*Objective*:
Format every one of the records below as a numbered list, leaving out any blank lines.

*Supplied material*:
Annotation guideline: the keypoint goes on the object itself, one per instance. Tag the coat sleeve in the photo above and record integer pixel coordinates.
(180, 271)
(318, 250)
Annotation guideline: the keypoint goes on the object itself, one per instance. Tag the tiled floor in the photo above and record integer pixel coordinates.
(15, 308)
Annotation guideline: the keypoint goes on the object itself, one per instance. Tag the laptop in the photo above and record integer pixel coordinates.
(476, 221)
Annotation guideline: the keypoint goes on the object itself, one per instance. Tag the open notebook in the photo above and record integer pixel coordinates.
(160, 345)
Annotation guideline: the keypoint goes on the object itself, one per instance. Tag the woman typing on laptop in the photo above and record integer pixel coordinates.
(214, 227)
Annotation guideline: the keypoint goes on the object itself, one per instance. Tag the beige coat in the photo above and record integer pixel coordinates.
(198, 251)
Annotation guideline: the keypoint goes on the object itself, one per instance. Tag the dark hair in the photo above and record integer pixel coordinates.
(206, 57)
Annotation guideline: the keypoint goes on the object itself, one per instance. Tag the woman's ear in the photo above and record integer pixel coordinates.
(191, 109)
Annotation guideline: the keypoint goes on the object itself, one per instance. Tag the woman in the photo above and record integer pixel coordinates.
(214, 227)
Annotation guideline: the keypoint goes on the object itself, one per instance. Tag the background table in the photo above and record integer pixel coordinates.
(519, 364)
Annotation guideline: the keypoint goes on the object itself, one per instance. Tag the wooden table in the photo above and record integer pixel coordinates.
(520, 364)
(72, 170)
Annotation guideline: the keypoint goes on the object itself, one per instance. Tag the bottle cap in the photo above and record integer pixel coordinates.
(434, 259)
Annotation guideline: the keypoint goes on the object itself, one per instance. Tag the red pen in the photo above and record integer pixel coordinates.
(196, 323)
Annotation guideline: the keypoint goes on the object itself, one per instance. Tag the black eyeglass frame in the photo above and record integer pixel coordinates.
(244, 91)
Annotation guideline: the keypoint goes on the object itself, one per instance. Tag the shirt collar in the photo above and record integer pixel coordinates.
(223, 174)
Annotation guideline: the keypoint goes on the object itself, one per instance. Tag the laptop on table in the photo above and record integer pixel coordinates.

*Response to the task*:
1. Annotation guideline: the keypoint goes on the object itself, one per instance. Tag the coat sleeve in the photo above and record integer pixel coordinates.
2. (180, 271)
3. (318, 250)
4. Annotation guideline: the keypoint goes on the object itself, one per instance. Tag the tiled floor in the photo above and record integer pixel coordinates.
5. (15, 308)
6. Annotation guideline: the keypoint goes on the object itself, one per instance. Tag the laptop in the photo above and record integer pixel coordinates.
7. (476, 221)
8. Annotation guideline: the keypoint goes on the object itself, one per instance. Tag the open notebook in the photo above and record integer pixel coordinates.
9. (160, 345)
10. Annotation guideline: the keypoint goes on the object itself, one per instance. Tag the woman typing on laptop in the photo above and record integer pixel coordinates.
11. (214, 227)
12. Annotation guideline: the keypoint goes on the object itself, one per instance. Tag the beige coat in the photo above and record integer pixel coordinates.
13. (198, 251)
14. Annotation guideline: the keypoint goes on the object itself, one per instance. Tag the dark hair in the photo above and record integer pixel coordinates.
15. (206, 57)
16. Annotation guideline: the keypoint goes on the object itself, one per instance. Tag the woman's ear in the photo above and record integer pixel coordinates.
17. (191, 109)
18. Annotation guideline: the keypoint goes on the object itself, one per instance. Tag the woman in the photo above and record integer pixel coordinates.
19. (214, 227)
20. Annotation guideline: the keypoint goes on the object itself, one per instance. Tag the background table in the photo above and record integer pixel coordinates.
21. (519, 364)
22. Annotation guideline: the keypoint goes on the object itself, one per instance. Tag the wooden table in the photo above and record integer pixel coordinates.
23. (520, 364)
24. (72, 170)
25. Annotation guideline: the keypoint goes on the object itself, one per instance. Tag the bottle cap in the photo above and record integer pixel coordinates.
26. (434, 259)
27. Annotation guideline: the keypoint goes on the object itself, one per instance. Tag the red pen in the photo above and record integer pixel coordinates.
28. (196, 323)
29. Annotation guideline: the keypoint goes on the object itself, one per instance. Tag the black eyeglass frame in the photo above and record integer pixel coordinates.
30. (244, 91)
31. Annotation guideline: the keypoint goes on the object itself, one per instance. Tag the shirt collar in the photo above and record integer pixel coordinates.
32. (223, 174)
33. Annotation guideline: the keypoint goes on the object itself, one per instance. Tag the laptop on table in the photo above and record integer pixel coordinates.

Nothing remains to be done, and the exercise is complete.